The data
────────────────

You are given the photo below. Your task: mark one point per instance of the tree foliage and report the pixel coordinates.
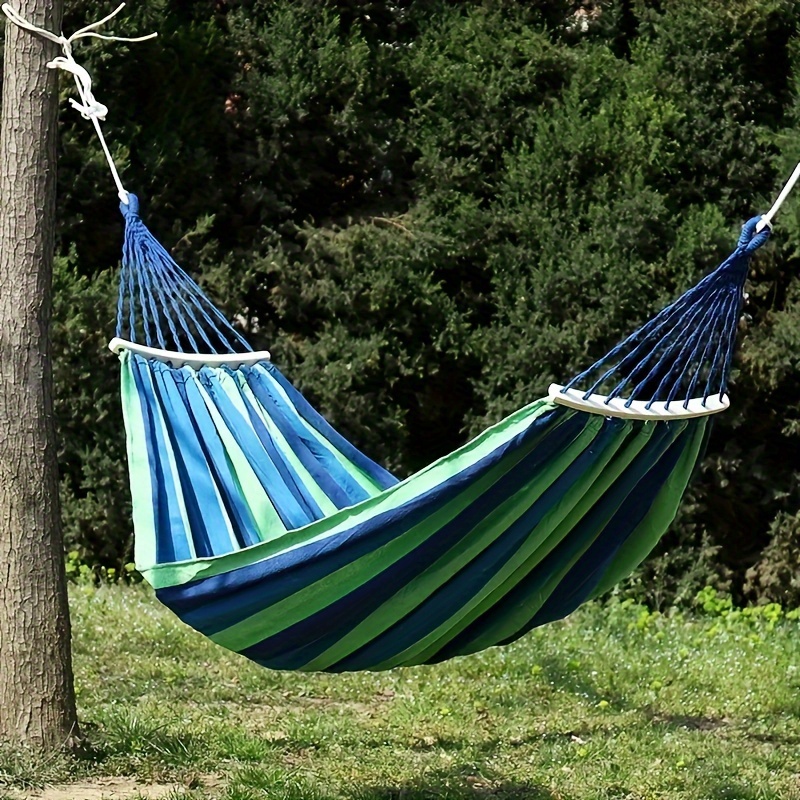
(429, 210)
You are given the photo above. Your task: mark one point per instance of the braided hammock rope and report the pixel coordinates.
(266, 530)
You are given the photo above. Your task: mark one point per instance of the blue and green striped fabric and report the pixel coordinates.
(263, 529)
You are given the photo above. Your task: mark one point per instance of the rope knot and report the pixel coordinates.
(751, 238)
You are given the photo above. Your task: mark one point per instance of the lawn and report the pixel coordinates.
(614, 702)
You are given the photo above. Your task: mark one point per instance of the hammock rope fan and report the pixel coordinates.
(264, 529)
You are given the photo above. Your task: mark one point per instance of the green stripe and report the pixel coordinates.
(661, 514)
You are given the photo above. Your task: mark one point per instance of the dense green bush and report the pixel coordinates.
(430, 210)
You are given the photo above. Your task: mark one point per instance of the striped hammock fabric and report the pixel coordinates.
(265, 530)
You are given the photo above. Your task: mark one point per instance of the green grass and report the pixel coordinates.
(612, 703)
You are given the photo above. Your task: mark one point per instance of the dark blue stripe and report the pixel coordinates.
(382, 477)
(592, 535)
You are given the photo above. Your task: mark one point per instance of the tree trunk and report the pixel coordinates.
(37, 702)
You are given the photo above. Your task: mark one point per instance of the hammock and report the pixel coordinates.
(264, 529)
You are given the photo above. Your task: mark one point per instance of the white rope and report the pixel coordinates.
(766, 219)
(89, 107)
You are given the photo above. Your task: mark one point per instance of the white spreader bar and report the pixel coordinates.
(638, 409)
(193, 360)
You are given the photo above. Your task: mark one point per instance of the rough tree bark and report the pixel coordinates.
(37, 703)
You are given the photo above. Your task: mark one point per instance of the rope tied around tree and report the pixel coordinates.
(88, 107)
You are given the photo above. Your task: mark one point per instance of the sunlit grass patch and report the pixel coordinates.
(614, 702)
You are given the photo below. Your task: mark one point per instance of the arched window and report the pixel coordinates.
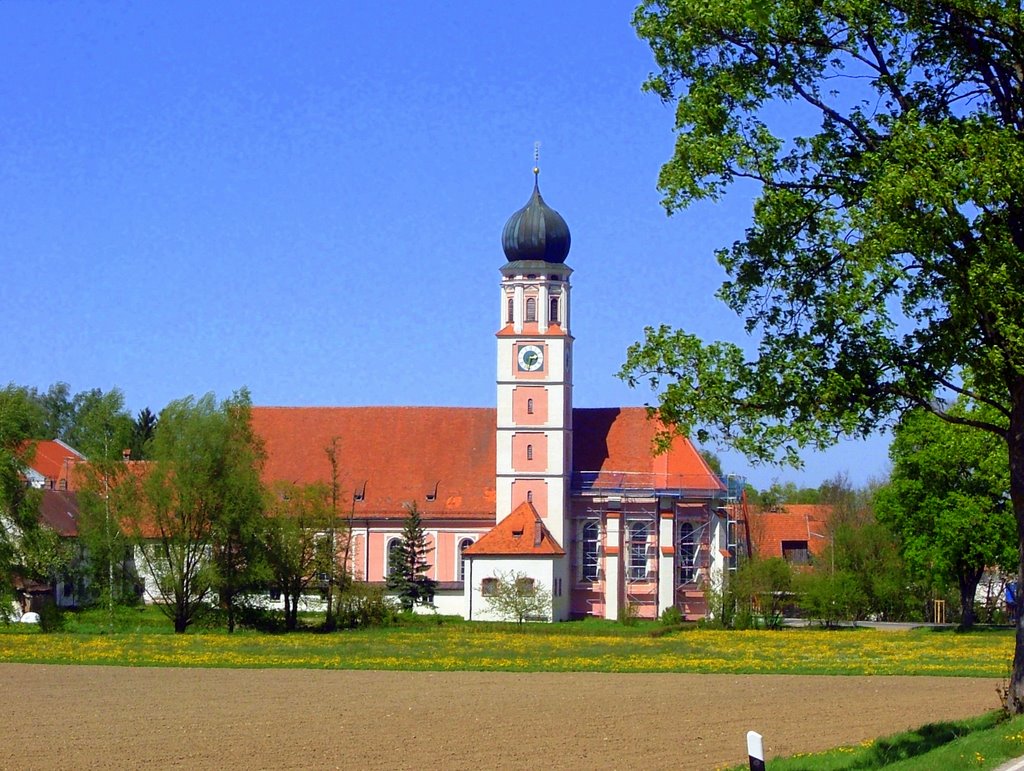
(687, 553)
(393, 556)
(638, 551)
(463, 546)
(530, 308)
(590, 550)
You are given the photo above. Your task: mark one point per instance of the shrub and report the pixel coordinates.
(830, 598)
(363, 605)
(50, 616)
(672, 616)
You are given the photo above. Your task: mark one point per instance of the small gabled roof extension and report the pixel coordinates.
(58, 511)
(520, 533)
(796, 522)
(52, 459)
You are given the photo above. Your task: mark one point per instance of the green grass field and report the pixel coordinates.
(143, 638)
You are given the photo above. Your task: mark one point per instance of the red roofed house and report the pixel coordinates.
(797, 532)
(574, 499)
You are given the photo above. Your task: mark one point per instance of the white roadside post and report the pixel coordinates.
(756, 751)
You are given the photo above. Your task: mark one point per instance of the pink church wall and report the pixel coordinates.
(356, 557)
(520, 456)
(443, 556)
(520, 488)
(378, 545)
(520, 405)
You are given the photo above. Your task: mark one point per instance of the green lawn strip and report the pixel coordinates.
(588, 646)
(982, 742)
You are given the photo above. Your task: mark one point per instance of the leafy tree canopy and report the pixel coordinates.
(884, 143)
(884, 255)
(948, 502)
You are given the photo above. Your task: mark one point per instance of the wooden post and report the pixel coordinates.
(756, 751)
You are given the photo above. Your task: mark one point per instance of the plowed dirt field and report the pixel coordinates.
(105, 717)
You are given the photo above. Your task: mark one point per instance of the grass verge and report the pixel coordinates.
(983, 742)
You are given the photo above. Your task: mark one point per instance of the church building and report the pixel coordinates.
(572, 500)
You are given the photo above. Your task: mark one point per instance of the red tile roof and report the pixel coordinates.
(621, 439)
(394, 455)
(391, 456)
(795, 522)
(520, 533)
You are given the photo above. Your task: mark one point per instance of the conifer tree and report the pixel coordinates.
(408, 563)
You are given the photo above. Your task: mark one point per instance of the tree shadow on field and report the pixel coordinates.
(912, 743)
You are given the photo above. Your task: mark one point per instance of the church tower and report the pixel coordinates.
(535, 367)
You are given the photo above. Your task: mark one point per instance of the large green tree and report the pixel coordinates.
(884, 143)
(29, 550)
(299, 519)
(101, 430)
(201, 505)
(947, 501)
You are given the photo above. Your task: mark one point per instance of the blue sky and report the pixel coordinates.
(307, 200)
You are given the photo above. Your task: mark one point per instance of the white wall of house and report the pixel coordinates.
(541, 569)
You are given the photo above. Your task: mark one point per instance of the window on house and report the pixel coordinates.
(638, 551)
(590, 550)
(687, 553)
(393, 556)
(525, 587)
(796, 552)
(463, 546)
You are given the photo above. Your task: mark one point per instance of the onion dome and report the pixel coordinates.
(537, 231)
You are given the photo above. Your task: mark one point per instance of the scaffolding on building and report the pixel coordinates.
(638, 498)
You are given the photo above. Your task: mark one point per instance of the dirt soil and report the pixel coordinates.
(105, 717)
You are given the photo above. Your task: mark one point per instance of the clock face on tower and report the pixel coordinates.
(530, 357)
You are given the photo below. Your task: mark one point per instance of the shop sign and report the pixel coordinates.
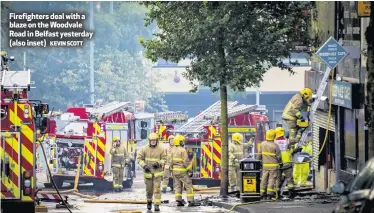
(363, 8)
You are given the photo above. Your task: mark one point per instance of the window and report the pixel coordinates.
(365, 179)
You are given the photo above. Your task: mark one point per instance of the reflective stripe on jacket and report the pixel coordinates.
(178, 159)
(292, 111)
(150, 156)
(119, 156)
(235, 152)
(270, 155)
(286, 153)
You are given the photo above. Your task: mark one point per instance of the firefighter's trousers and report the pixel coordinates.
(117, 177)
(181, 178)
(292, 129)
(301, 172)
(268, 180)
(165, 181)
(234, 178)
(153, 187)
(286, 172)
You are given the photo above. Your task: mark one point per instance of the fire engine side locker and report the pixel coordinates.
(10, 165)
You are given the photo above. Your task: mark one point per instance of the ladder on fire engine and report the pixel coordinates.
(315, 104)
(16, 80)
(110, 108)
(213, 112)
(169, 115)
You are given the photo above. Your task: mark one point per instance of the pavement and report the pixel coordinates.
(137, 192)
(318, 203)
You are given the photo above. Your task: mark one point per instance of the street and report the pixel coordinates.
(137, 192)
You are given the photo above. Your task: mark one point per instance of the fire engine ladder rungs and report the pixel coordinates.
(236, 110)
(16, 79)
(200, 120)
(315, 104)
(169, 115)
(112, 107)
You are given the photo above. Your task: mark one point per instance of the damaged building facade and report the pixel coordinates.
(341, 137)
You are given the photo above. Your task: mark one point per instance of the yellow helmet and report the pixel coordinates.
(115, 138)
(237, 137)
(153, 136)
(306, 93)
(270, 135)
(171, 140)
(179, 140)
(279, 132)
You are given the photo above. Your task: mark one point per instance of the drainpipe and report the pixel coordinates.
(337, 146)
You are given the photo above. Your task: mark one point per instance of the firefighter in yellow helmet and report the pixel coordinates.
(152, 158)
(270, 156)
(182, 171)
(119, 161)
(235, 154)
(302, 169)
(286, 153)
(167, 173)
(293, 112)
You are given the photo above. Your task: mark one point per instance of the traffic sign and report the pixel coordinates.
(332, 53)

────────────────

Exercise directions
Rewrite the part of the material that opens with the line containing "pavement and report the pixel coordinates." and runs through the end of the material, changing "mark one point per instance" to "place a single point on each instance" and leaving everything else unchanged.

Output for this exercise
You are given the photo above. Your task: place a single point on each instance of the pavement and report the pixel coordinates.
(137, 192)
(318, 203)
You are given the photo above. Your task: place a single point on each instance of the street and report the pixel coordinates.
(137, 192)
You are given the photo above. Your task: place a single point on each instance of the fire engine ladder rungs and report the pixel coordinates.
(236, 110)
(16, 79)
(200, 120)
(315, 104)
(169, 115)
(112, 107)
You are given the photo above. Your task: place a single point on each instance of the damaged building facade and report the pixel coordinates.
(341, 137)
You are given the photo above. Your task: place a single point on each instance of the yellow helmet and report the pixel coordinates.
(115, 138)
(237, 137)
(153, 136)
(306, 93)
(270, 135)
(171, 140)
(179, 140)
(279, 132)
You are given the photo above. Your task: place a single point on each instance of the drainpipe and report the pixel coordinates.
(337, 146)
You are given the photo above. Your task: place a single point on each instance of the firefighter in yellow helmet and report the pixel coordinates.
(152, 158)
(270, 156)
(182, 171)
(119, 161)
(235, 154)
(302, 169)
(286, 153)
(167, 173)
(293, 112)
You are given the photo above. Your task: place a single point on each instance of the traffic sign and report the pixel coordinates.
(332, 53)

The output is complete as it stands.